# TASK TO COMPLETE:
In the lines below, switch "benchmark card" to "sample card" wherever it appears, and keep everything else the same.
** Begin SOURCE DATA **
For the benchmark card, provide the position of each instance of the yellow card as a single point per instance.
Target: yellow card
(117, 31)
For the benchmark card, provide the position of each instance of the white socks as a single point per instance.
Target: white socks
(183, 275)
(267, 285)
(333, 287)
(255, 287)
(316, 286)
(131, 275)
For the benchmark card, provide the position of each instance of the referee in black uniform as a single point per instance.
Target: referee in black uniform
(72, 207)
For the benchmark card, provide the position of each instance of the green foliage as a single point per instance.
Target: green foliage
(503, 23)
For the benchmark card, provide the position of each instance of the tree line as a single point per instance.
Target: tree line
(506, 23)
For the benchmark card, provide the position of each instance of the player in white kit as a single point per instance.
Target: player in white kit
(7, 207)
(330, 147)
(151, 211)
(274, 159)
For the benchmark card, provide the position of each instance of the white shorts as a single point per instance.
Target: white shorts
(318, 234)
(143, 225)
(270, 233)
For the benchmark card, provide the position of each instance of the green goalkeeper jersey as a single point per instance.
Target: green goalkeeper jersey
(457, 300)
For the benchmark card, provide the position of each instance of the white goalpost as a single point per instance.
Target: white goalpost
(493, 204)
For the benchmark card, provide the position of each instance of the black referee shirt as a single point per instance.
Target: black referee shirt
** End SOURCE DATA **
# ANSWER TO THIS TASK:
For the sample card, provide the position of each instance of the yellow card as a single point per instance.
Target: yellow card
(117, 31)
For the sample card, provide the position of each instance of the white socks as a single point per instance.
Target: white socks
(183, 275)
(267, 285)
(333, 287)
(255, 287)
(316, 286)
(131, 275)
For the sample card, provide the position of each instance of the referee in black uniform as a single point per instance.
Target: referee in black uniform
(72, 207)
For the sample card, provide the position of each instance of the green foliage as a single point per instance.
Target: green foliage
(503, 23)
For the sample card, provide the position of each instance of the tree line as a single point per instance.
Target: tree line
(506, 23)
For the sample card, provide the position of each instance of the player in white kit as a single point per instance.
Target: player in white kit
(7, 207)
(330, 147)
(151, 211)
(274, 159)
For the sample card, provide the position of each instance of the white shorts as a single point per instance.
Target: white shorts
(318, 234)
(143, 225)
(270, 233)
For the sample card, provide the position of each instance of the green goalkeeper jersey as a single point per instance.
Target: green goalkeeper jersey
(457, 300)
For the sample card, provide the position of each instance of the white goalpost as a single point per instance.
Target: white goalpost
(493, 204)
For the sample card, provide the position of each instance of the black referee shirt as a single point per instance.
Target: black referee shirt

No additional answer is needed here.